# Task directions
Arrange the material from its first line through the line containing "0, 0, 320, 40", both included, as a Markdown table with the columns Row and Line, numbering each row and leaving out blank lines.

# Entries provided
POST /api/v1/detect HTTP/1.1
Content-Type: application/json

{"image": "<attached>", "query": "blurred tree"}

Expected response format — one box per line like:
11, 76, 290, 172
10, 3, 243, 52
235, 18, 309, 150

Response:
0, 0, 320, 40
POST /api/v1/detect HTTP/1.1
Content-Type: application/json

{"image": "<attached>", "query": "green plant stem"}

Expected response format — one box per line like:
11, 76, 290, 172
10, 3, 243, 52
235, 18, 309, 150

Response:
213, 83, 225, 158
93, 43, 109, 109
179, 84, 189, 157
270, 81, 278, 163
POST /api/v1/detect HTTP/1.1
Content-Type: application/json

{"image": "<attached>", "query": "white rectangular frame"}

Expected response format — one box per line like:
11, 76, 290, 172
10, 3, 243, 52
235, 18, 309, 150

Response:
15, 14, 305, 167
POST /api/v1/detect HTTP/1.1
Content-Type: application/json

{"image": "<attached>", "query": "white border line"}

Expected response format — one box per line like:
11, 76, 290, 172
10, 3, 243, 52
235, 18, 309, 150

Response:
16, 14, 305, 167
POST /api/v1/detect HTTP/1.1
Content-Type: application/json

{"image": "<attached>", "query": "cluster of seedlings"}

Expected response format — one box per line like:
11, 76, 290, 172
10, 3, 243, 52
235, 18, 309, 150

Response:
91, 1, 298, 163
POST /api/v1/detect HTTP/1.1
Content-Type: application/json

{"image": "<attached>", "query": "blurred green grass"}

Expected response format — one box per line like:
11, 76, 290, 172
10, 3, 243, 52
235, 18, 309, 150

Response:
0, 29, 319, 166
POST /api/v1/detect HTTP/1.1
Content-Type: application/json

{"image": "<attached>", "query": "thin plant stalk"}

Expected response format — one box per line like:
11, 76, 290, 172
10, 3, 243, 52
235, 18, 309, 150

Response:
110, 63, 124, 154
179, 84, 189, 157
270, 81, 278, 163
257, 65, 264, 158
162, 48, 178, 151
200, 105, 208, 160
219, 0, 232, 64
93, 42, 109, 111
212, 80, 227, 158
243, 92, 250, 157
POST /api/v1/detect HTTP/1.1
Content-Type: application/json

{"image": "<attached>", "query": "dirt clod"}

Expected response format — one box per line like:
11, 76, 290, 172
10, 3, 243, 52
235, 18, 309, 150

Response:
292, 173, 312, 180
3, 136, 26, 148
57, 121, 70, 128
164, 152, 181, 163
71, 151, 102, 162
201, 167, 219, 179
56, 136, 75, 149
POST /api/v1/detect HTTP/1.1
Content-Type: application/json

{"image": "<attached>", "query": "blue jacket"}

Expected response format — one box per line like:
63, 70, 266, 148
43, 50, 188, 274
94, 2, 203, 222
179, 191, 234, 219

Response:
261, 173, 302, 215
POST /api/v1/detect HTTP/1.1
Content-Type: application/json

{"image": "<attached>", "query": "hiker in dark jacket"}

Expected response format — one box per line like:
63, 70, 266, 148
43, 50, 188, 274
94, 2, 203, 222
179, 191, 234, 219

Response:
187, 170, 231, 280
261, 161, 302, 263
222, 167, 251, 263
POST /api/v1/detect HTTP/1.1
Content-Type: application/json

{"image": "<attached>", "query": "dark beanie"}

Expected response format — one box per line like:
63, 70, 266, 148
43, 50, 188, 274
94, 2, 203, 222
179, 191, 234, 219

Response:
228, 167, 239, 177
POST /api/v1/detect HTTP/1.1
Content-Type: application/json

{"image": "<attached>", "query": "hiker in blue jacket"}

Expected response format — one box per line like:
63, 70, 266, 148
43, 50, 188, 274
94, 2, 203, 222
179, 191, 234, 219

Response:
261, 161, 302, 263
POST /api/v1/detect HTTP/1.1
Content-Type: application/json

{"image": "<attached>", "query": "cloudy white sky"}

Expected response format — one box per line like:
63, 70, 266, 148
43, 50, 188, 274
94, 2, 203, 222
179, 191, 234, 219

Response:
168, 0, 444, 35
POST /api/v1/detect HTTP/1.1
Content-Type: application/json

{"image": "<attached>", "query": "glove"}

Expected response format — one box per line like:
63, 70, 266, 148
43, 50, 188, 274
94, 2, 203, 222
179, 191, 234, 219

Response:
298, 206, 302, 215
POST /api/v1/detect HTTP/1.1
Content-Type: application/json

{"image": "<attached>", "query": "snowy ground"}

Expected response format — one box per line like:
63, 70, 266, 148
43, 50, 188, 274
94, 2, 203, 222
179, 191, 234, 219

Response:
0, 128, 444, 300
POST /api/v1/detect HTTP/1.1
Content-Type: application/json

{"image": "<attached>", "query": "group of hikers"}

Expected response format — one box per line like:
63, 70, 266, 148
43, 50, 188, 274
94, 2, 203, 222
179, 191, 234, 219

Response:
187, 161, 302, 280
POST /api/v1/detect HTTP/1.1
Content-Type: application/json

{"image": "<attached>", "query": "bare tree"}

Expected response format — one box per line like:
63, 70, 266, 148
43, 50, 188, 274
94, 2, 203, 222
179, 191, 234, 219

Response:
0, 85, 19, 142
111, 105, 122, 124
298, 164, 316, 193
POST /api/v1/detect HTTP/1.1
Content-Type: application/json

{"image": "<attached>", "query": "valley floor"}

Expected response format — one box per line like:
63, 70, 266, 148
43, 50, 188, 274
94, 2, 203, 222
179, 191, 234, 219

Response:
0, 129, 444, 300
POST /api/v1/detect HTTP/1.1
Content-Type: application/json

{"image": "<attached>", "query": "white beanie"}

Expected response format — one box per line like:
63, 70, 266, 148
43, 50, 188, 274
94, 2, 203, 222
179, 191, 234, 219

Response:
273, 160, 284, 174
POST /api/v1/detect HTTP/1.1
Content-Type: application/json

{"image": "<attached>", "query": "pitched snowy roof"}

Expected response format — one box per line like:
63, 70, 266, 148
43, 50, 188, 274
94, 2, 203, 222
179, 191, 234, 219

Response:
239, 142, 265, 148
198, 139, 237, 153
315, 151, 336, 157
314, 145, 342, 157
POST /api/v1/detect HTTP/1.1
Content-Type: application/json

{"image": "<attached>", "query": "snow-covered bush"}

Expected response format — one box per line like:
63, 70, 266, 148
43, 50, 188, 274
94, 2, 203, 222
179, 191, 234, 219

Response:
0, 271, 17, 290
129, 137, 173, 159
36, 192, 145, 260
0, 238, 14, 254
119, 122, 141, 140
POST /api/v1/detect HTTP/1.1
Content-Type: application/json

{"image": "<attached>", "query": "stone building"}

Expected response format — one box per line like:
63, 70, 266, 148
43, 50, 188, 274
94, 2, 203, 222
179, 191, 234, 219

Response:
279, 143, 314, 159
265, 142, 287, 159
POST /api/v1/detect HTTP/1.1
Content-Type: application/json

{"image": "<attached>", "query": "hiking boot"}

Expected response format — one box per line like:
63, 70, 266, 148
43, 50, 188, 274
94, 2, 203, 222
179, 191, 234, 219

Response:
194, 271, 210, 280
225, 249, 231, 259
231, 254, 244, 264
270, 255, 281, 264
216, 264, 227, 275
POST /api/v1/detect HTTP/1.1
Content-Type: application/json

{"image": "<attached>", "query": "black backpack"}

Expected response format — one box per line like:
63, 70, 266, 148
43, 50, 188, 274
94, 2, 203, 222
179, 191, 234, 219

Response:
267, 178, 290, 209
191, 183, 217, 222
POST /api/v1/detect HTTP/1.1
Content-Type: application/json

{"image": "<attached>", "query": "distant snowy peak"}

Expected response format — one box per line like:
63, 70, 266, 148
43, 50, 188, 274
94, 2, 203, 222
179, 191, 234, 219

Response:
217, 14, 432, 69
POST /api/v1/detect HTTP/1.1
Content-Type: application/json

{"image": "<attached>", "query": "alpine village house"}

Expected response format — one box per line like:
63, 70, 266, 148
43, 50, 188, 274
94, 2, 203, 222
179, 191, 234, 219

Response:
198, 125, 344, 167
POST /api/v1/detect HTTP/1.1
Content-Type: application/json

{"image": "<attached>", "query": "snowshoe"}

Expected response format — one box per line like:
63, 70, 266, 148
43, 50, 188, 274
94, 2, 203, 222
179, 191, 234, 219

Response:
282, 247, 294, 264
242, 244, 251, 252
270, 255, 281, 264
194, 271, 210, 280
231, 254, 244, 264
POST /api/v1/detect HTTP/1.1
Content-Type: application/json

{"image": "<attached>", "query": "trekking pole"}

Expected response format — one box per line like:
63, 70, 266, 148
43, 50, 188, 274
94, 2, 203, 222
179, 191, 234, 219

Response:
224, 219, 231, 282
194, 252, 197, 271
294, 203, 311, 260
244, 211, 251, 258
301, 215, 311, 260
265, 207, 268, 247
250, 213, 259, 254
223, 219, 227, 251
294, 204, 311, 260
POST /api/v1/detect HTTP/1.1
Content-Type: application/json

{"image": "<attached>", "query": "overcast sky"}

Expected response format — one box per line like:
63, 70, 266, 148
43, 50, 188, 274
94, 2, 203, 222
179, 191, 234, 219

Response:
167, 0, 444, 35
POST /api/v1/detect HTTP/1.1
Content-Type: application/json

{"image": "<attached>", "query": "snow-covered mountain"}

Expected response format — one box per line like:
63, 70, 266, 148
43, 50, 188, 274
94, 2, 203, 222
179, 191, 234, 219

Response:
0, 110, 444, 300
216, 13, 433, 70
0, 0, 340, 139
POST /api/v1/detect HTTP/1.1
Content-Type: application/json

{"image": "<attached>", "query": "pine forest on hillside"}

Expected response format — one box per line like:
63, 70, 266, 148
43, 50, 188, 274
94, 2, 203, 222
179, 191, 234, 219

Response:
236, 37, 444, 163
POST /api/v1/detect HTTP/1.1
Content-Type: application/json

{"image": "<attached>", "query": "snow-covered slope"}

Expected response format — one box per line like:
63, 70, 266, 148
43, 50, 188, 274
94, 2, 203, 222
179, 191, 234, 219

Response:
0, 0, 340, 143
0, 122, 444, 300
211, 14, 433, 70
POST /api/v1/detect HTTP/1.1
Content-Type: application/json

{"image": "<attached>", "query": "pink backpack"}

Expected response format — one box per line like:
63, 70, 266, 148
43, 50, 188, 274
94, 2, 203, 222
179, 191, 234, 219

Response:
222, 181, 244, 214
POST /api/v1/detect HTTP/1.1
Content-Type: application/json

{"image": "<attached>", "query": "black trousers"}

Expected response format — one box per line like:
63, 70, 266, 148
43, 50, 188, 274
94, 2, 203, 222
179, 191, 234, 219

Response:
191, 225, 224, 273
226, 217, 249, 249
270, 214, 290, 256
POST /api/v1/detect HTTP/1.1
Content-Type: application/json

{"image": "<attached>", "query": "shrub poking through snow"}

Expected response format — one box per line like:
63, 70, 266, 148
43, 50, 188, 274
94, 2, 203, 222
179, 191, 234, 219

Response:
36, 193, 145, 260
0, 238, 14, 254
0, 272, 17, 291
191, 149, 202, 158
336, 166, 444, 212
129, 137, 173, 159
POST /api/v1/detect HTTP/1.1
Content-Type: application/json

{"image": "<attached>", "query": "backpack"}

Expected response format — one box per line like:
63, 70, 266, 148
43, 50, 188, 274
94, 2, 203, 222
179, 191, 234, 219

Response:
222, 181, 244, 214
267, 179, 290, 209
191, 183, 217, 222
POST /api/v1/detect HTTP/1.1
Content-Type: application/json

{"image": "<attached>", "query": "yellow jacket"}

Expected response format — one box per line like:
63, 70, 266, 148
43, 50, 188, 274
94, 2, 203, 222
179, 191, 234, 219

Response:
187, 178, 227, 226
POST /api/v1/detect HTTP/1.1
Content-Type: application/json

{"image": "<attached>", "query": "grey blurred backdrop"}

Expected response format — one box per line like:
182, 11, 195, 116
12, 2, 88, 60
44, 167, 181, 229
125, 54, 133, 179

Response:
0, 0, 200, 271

# Reply
| Row | Line |
|---|---|
| 1 | POST /api/v1/detect HTTP/1.1 |
| 2 | Content-Type: application/json |
| 3 | {"image": "<attached>", "query": "blurred tree"} |
| 4 | Expected response format — one box per line like: |
| 5 | 11, 76, 290, 172 |
| 6 | 10, 3, 243, 52 |
| 7 | 235, 18, 309, 150 |
| 8 | Response: |
| 9 | 0, 0, 320, 40 |